Document excerpt
##########

Few fields of American history have grown as dramatically as that of women's history over the past several decades. Courses in women's history are now standard in most colleges and universities, taught by specialists who have trained in the field; many schools also have interdisciplinary women's studies programs. Professors and graduate students continue to produce a wide range of scholarship on issues of women and gender. Textbooks that once relegated their coverage of women to luminaries such as Abigail Adams, Harriet Beecher Stowe, Sojourner Truth, or Eleanor Roosevelt now include full discussions of major topics and viewpoints in women's history as an integrated part of their general narrative. Although there is still controversy about how American history should be taught, it seems unlikely that we will ever return to the days when women were totally absent from history books or broader historical narratives.
The challenge of women's history is not a simple question of “add women and stir.” It means rethinking and rewriting the story. Linda Gordon, whose pioneering work in the 1970s on the history of the birth control movement helped spur the development of the field, explained: women's history “does not simply add women to the picture we already have of the past, like painting additional figures into the spaces of an already completed canvas. It requires repainting the earlier pictures, because some of what was previously on the canvas was inaccurate and more of it was misleading."
In the classic feminist text A Room of One's Own (1929), Virginia Woolf tells the story of going to the British Museum to do research for an upcoming lecture on women and fiction. “If truth is not to be found on the shelves of the British Museum,” she asked herself, “where . . . is truth?” Her search was not an especially satisfying one. She found many books written by men on the subject of women, all of them totally useless to her task at hand. She left discouraged, feeling an outsider in the men's world of knowledge and scholarship.
If Virginia Woolf were to walk into the Library of Congress or any major library or research facility today, she would have a far different experience. Instead of finding the subject of women neglected, excluded, or marginalized, she would confront a wealth of information on topics concerning women and gender that would have been inconceivable in the 1920s, or even as late as the 1960s. Now the problem is not too little material on women: it is how to master and find one's way through the explosion of feminist scholarship of the past three decades. Just as important, a whole range of previously overlooked documents and sources unearthed by feminist scholars sheds new light on women's experiences in the past and present.
Women's history itself has a history, which, in turn, has influenced how the field developed, what kinds of questions were asked at various points in time, and how the field interacted with larger contours of American history in general. This process is ongoing. One of the most vibrant things about the field of women's history is its determination to avoid complacency. According to Linda Gordon, women's historians have been “continuously self-critical of our generalizations.”4 To revisit some of those earlier generalizations and to examine how the questions have been recast and deepened over time provides a good introduction to the field as a whole.

##########

Objective
Extend the passage on women's history above with a few more paragraphs, picking up right after its final sentence.

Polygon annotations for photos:
##########

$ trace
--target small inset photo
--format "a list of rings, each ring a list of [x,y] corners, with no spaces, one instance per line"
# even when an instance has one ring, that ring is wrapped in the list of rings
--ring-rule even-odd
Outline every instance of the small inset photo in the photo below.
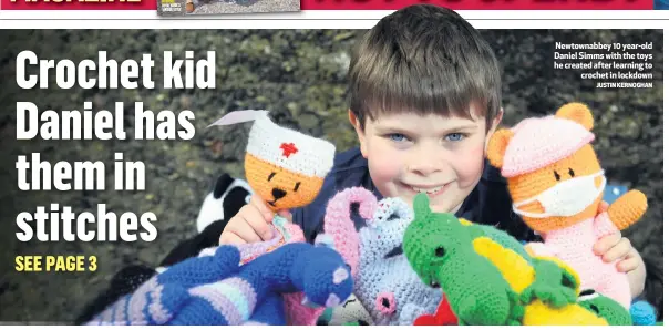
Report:
[[[158,16],[290,12],[300,0],[157,0]]]

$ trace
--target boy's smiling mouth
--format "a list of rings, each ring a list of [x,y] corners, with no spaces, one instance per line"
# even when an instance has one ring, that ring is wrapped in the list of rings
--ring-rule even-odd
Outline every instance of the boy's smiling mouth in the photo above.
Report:
[[[430,197],[438,196],[438,195],[442,194],[446,189],[446,187],[449,186],[449,184],[436,185],[436,186],[414,186],[414,185],[409,185],[409,184],[405,184],[405,183],[402,183],[402,185],[405,188],[411,189],[411,190],[413,190],[415,193],[425,193]]]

##########

Task response
Some of the earliest work in American women's history dates to the nineteenth century. Usually produced by amateur historians, these works are often referred to as “compensatory” or “contributory” history because they focused on previously unknown or neglected contributions that women had made to various aspects of the American experience. Many of these early historical works were biographies of famous women, often authors, first ladies, or women otherwise defined by their relationship to prominent men, a focus that became less dominant as the field matured. Not terribly sophisticated methodologically but often written in a lively and accessible style, these early attempts to put women in history were nevertheless important for showing that the materials and resources existed to write about women's lives and their contributions to American life.
One way to think about women's history today is to realize how many of its major concerns are focused and oriented toward relationships: in addition to the reigning trilogy of race, class, and gender, the field addresses relationships between groups of women, between structures of power and their subjects, between regions and nationalities, and so forth.
Instead of revealing a singular “womanhood,” women’s history makes the diversity of the American experience more visible. While women often faced social constraints and could be restricted by conventional ideas about gender roles, the realities of women’s lives have never been neatly confined to the “domestic” spaces of the home. They have been active participants in American society—as political activists, intellectuals, innovators, entrepreneurs, laborers, and educators.
Native women played important family, economic, and diplomatic roles in their communities. For example, matrilineal societies like the Ocmulgee Nation—or Creek—in modern-day Georgia frequently arranged marriages between Creek women and fur traders in order to form alliances and strengthen trading networks. As translators and intermediaries, they aided cooperation between diverse communities by negotiating trade and peace treaties. Native women even bridged immense cultural differences and intermarried with European settlers and traders. As healers and elders, they nurtured their communities and sustained their traditions and oral histories long after the American government expelled native tribes from their ancestral lands.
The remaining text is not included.